───── Dataset excerpts
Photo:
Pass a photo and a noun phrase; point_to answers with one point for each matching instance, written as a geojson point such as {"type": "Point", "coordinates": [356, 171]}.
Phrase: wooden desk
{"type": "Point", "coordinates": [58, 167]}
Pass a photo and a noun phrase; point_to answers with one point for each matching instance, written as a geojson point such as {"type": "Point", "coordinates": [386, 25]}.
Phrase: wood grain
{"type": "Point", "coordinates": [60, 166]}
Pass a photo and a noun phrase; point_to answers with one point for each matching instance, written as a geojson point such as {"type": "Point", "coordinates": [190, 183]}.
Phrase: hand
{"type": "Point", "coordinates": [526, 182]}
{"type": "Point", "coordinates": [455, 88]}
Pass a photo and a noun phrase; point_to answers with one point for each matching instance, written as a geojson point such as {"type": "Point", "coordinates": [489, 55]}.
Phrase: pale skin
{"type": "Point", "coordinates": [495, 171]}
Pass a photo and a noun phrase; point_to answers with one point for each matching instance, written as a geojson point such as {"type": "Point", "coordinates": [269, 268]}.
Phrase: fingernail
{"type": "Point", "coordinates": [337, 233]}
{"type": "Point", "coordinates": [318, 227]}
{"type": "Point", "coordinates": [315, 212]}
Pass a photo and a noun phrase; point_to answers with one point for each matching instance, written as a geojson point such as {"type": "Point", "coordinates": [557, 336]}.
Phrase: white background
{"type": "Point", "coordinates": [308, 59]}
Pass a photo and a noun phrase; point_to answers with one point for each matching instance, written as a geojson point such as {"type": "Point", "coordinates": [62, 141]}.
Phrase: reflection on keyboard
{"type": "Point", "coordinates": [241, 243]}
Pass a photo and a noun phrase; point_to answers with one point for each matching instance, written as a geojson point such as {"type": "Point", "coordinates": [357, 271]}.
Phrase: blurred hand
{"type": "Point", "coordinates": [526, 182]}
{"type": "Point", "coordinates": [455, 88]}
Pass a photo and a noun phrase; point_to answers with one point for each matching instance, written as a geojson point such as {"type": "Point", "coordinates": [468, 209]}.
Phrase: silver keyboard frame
──────────
▸ Request
Pull out each line in the listing above that contains the word "keyboard". Case matters.

▸ Correct response
Phrase: reflection on keyboard
Phrase: silver keyboard frame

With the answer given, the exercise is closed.